• Point placement records:
================

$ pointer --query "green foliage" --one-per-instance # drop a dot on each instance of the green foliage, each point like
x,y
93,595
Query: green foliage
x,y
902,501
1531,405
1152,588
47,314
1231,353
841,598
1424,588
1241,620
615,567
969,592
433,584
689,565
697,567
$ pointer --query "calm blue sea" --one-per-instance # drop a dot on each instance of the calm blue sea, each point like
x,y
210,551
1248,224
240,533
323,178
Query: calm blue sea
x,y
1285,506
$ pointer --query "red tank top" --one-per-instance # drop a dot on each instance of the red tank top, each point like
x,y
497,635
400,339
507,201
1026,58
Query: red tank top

================

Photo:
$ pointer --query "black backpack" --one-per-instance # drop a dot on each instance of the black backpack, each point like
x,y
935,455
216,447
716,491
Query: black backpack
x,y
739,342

================

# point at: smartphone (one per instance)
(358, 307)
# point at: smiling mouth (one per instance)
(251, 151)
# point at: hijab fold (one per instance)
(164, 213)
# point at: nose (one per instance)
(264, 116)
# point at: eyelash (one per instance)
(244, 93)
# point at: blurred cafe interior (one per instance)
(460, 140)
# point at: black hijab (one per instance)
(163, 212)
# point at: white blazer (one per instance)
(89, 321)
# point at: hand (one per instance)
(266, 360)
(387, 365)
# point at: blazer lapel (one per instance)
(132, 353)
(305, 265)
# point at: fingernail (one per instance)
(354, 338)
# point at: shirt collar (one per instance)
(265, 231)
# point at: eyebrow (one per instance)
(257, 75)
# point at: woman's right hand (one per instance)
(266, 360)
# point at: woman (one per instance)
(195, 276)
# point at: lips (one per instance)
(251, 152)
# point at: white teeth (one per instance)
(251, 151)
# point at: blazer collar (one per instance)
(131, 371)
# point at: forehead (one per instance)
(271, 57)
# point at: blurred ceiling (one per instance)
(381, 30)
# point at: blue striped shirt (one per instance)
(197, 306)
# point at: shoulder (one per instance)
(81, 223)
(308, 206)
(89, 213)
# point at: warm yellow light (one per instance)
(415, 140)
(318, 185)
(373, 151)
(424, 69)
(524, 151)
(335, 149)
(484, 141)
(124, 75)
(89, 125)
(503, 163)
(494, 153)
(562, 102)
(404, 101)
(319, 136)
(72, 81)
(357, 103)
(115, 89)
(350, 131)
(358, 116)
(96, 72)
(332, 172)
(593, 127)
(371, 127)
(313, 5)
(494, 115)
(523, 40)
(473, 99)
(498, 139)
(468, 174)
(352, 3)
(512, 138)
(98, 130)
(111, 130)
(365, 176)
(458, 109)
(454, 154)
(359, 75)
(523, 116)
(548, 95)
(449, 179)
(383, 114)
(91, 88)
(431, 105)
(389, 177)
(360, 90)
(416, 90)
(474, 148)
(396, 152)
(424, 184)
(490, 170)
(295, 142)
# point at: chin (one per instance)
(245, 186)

================

• Stated goal:
Please reproduce word for word the lines above, starting at the line that contains "foliage, each point like" and ending at the line that contains "Query: red tank top", with both of those lines included.

• Solution for this exercise:
$ pointer --query "green foliage" --one-per-instance # drop a dot on each instance of the green foliage, each point like
x,y
93,595
Query: green foliage
x,y
902,501
1531,405
1152,588
47,314
1231,353
841,598
1424,588
1241,620
615,567
969,592
433,584
689,565
697,567
$ pointer --query "calm blue sea" --one-per-instance # drop a dot on each instance of the calm blue sea, each point like
x,y
210,551
1248,224
240,533
323,178
Query: calm blue sea
x,y
1285,506
$ pointer --query "red tank top" --one-per-instance # drop a dot on each instance of the red tank top, each point like
x,y
497,635
400,339
507,201
1026,58
Query: red tank top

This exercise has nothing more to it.